Nothing but the lines from the one containing "In the photo above, where can the purple flower" to the end of the data should be returned, exactly as written; pictures are omitted.

## Dataset records about object locations
==*==
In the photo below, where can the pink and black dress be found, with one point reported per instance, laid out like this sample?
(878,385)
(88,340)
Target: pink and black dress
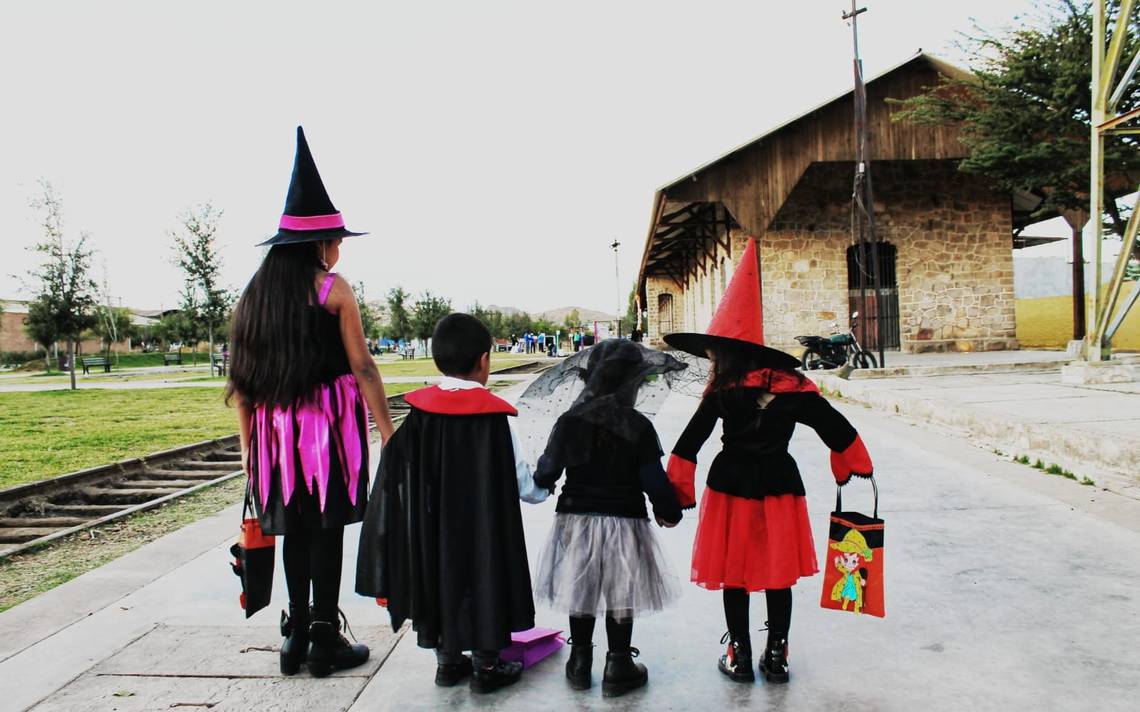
(754,531)
(308,463)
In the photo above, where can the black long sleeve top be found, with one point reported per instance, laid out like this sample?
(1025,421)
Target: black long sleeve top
(607,474)
(754,461)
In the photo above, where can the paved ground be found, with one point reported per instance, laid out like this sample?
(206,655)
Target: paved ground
(1091,430)
(1008,589)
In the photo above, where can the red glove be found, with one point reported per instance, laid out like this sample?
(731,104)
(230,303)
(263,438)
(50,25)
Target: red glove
(854,460)
(682,475)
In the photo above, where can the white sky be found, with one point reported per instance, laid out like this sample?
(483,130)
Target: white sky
(494,149)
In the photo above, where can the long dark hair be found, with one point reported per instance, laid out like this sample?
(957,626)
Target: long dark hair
(733,365)
(274,340)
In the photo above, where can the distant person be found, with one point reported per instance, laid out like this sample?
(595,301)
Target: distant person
(442,543)
(301,376)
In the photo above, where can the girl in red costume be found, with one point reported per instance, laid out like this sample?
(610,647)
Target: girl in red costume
(754,532)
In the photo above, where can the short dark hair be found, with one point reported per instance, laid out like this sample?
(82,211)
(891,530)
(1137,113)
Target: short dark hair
(457,343)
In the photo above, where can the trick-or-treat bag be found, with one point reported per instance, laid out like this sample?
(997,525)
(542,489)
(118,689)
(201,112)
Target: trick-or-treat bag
(530,646)
(853,564)
(253,562)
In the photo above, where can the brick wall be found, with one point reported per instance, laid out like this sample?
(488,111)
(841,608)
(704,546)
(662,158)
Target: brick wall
(954,266)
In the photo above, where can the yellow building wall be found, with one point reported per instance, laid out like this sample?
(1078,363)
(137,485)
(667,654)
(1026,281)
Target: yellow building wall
(1047,322)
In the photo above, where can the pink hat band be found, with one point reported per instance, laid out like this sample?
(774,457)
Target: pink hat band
(311,222)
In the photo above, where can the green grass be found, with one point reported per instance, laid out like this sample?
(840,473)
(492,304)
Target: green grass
(426,367)
(55,432)
(29,574)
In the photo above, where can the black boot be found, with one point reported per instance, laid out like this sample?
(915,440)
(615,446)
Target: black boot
(737,662)
(774,663)
(491,673)
(295,630)
(452,672)
(621,673)
(578,667)
(331,651)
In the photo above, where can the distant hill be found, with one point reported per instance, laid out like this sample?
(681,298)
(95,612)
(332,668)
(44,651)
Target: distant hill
(558,314)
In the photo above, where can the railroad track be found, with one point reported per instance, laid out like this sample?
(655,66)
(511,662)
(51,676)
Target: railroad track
(41,512)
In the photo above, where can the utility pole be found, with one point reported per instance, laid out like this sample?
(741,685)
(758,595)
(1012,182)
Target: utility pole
(617,281)
(862,197)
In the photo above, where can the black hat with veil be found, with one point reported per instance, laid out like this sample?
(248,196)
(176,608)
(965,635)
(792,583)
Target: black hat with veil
(602,386)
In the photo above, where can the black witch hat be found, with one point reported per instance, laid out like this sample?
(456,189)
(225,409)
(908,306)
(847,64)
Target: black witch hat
(309,213)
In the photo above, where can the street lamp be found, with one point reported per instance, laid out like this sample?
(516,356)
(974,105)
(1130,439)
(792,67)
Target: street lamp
(617,281)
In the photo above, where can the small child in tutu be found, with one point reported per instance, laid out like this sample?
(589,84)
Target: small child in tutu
(602,556)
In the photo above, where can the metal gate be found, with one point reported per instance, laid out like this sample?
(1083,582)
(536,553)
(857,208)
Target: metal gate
(869,310)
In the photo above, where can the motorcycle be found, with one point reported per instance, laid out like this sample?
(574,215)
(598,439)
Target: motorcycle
(825,352)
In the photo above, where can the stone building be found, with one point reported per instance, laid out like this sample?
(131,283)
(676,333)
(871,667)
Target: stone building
(946,237)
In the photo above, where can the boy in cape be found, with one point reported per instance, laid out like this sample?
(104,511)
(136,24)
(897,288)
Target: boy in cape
(442,538)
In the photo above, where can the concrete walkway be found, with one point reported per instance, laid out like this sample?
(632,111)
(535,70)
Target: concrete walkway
(1090,430)
(1008,589)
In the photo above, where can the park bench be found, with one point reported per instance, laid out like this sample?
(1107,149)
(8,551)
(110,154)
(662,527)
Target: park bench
(219,362)
(88,362)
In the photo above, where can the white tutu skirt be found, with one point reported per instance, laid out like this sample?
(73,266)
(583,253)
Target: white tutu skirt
(596,564)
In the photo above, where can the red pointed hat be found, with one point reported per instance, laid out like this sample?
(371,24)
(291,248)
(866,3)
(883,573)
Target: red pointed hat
(738,321)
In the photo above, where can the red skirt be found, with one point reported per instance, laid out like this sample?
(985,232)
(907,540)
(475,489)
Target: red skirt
(752,543)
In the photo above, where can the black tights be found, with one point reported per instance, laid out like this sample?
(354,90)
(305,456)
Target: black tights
(315,557)
(619,632)
(735,613)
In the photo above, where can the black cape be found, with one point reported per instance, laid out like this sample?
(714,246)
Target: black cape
(442,535)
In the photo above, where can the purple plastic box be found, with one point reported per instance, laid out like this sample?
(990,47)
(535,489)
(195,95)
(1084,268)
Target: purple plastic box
(530,646)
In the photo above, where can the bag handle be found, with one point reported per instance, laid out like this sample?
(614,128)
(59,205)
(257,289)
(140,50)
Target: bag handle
(839,497)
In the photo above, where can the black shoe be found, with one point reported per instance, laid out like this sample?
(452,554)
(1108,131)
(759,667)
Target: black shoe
(498,676)
(621,673)
(737,662)
(331,651)
(295,631)
(452,674)
(774,663)
(578,667)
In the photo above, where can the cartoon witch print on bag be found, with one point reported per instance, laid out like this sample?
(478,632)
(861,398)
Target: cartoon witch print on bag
(853,573)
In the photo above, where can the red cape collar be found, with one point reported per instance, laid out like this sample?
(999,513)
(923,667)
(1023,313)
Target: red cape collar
(463,402)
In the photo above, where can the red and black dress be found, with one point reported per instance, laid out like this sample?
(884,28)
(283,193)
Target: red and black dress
(754,532)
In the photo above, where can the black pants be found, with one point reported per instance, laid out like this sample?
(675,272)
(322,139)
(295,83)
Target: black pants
(735,613)
(619,631)
(314,558)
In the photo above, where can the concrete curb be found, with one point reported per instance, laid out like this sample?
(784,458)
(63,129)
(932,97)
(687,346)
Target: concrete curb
(1115,457)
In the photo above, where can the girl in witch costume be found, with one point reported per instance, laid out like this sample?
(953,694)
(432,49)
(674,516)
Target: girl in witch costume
(602,557)
(754,532)
(303,382)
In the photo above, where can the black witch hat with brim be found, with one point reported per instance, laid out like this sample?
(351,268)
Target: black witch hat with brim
(309,213)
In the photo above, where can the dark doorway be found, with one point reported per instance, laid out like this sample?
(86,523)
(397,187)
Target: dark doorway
(869,311)
(665,313)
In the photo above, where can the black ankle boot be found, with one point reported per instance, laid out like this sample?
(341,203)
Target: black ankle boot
(331,651)
(449,674)
(621,673)
(488,678)
(578,667)
(774,663)
(295,630)
(737,661)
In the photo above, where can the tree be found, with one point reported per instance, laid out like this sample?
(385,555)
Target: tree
(368,319)
(399,320)
(429,309)
(572,320)
(65,294)
(205,300)
(41,328)
(112,325)
(1025,112)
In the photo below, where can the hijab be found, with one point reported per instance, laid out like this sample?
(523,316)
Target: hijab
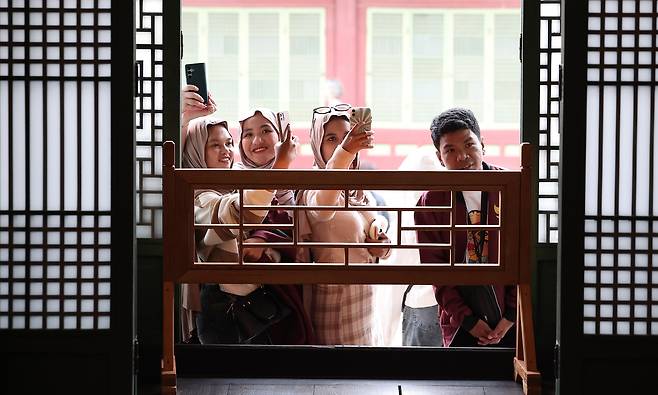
(194,146)
(284,196)
(356,198)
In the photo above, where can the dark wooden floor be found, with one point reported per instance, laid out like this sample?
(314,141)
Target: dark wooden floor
(203,386)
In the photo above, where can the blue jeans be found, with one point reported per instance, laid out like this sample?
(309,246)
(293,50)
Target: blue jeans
(420,327)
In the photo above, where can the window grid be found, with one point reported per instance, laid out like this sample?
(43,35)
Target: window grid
(550,58)
(274,76)
(54,194)
(149,119)
(621,200)
(394,37)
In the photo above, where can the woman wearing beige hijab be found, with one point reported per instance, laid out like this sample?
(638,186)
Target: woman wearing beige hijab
(341,314)
(208,144)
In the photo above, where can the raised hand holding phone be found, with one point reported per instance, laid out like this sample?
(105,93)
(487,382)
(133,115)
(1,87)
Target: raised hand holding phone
(358,139)
(192,105)
(288,148)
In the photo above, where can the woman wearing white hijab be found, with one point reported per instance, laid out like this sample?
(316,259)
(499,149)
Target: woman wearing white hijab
(341,314)
(208,144)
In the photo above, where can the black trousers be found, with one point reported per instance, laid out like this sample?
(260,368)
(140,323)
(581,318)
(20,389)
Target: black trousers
(215,323)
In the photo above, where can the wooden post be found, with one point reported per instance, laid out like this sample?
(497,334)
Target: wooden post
(525,362)
(168,203)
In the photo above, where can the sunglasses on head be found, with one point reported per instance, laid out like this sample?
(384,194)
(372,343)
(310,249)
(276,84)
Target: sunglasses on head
(328,109)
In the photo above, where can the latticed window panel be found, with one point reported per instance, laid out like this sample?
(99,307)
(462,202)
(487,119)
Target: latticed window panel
(149,122)
(621,184)
(550,58)
(55,165)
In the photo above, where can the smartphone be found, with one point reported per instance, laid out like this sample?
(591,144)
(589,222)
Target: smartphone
(284,122)
(363,115)
(195,74)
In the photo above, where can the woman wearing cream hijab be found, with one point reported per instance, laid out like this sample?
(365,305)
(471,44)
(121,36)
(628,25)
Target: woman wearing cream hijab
(341,314)
(208,144)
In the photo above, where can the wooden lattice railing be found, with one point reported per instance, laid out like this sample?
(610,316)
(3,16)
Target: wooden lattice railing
(512,266)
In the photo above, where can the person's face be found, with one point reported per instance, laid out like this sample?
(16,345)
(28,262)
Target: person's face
(460,150)
(258,139)
(219,148)
(334,133)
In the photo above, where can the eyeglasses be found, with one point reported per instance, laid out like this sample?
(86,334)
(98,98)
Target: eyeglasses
(328,109)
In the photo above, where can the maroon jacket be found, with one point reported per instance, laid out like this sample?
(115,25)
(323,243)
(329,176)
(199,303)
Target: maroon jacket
(459,305)
(297,328)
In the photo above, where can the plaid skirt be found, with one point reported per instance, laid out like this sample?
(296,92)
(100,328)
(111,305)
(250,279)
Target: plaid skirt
(343,314)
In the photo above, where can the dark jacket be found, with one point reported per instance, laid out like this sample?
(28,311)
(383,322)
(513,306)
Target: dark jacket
(462,305)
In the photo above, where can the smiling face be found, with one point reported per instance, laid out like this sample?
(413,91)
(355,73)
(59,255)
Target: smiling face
(258,139)
(334,133)
(460,150)
(219,148)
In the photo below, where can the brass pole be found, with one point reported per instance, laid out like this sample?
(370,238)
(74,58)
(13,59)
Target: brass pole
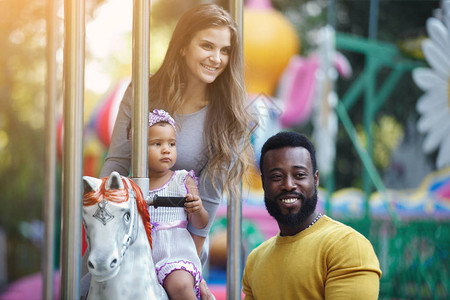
(48,251)
(140,75)
(234,207)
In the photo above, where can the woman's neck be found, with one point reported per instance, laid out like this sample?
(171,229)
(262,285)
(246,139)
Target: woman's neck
(194,99)
(158,179)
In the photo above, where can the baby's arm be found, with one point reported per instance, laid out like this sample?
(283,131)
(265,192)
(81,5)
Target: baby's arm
(197,214)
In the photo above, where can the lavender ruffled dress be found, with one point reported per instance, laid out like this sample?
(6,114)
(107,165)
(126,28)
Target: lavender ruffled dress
(173,246)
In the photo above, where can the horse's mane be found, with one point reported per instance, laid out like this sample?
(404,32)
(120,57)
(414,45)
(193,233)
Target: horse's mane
(119,196)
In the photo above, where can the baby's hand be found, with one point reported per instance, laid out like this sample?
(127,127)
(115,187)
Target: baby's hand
(193,204)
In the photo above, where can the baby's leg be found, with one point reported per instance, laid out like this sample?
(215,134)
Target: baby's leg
(179,284)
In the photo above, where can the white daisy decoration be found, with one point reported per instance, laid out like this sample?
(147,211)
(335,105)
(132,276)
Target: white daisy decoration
(434,105)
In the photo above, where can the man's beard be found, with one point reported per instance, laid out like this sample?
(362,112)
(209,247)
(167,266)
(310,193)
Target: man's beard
(292,219)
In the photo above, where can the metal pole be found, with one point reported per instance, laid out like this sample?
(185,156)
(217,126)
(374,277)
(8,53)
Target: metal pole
(140,75)
(48,251)
(234,207)
(72,172)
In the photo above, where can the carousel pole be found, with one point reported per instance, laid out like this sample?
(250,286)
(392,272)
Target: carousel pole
(72,166)
(48,251)
(140,75)
(234,206)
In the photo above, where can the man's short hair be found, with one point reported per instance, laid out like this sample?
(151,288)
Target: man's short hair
(288,139)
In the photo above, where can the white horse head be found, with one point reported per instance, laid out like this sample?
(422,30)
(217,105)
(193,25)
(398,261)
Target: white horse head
(118,234)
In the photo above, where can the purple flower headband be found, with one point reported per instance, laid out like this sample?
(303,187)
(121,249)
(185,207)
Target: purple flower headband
(159,115)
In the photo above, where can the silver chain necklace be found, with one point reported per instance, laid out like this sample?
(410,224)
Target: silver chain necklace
(315,220)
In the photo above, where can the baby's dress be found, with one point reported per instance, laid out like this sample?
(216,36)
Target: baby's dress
(173,246)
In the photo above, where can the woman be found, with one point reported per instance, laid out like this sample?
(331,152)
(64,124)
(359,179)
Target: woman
(200,83)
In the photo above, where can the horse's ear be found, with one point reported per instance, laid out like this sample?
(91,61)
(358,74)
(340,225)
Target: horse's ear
(90,184)
(114,182)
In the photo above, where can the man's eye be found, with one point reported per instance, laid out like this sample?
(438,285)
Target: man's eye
(275,177)
(206,46)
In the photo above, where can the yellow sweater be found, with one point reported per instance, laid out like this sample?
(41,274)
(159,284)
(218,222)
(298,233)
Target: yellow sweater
(329,260)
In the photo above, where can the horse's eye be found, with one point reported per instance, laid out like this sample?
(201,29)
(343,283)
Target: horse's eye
(126,217)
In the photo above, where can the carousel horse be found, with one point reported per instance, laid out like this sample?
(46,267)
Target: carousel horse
(118,234)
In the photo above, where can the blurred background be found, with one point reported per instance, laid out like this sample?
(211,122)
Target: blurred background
(367,80)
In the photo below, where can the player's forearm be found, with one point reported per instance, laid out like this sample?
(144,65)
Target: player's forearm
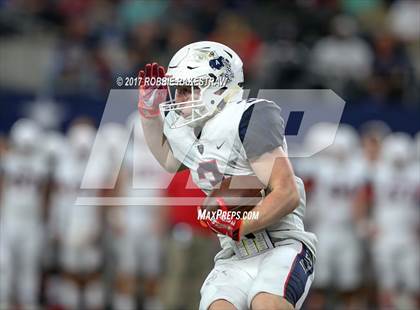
(279,203)
(158,145)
==*==
## RESPONSE BELOW
In the photo above, where can the purple flower headband be found, with one point reported per instance, laid out like this sample?
(303,187)
(121,249)
(185,207)
Target: purple flower headband
(159,115)
In the photo above, where can the silver chain necklace be found, with one point reported per instance, laid out like this sample?
(410,224)
Target: silver chain necklace
(315,220)
In the photo above, where can the baby's dress be found, with one point reported per instance, laid out like this sample?
(216,36)
Target: baby's dress
(173,246)
In the photo above, where can the woman be found, with one point reported per instance, laid out like this sample?
(331,152)
(64,124)
(359,179)
Target: woman
(200,83)
In the photo above, where can the horse's ear be found, with one point reported per instance, laid out like this sample?
(91,61)
(358,74)
(340,225)
Target: horse's ear
(90,184)
(114,182)
In the photo above, where can the man's eye be found, with one point reported per instance, laid out like this sample?
(438,285)
Target: man's eye
(275,177)
(206,46)
In the photo above, where can the yellow sweater be found, with one point reported per instance, laid out like this sample?
(41,274)
(159,284)
(218,222)
(298,233)
Target: yellow sweater
(329,260)
In the photo above, where can the horse's eye be found, with one point reported per instance, laid out like this sample?
(201,29)
(343,283)
Target: horse's eye
(126,217)
In the photo above, where can the carousel horse be found, with one point reported per instance, laid out like this sample?
(46,267)
Target: carousel horse
(118,234)
In the photo above, where can the blurred background be found, with one point reported per instance, laid out like this sample?
(211,122)
Target: blurred background
(367,80)
In the photo below, where can the player's forearm be found, with one point reported per instance, laid out like this sample?
(144,65)
Target: player's forearm
(279,203)
(158,145)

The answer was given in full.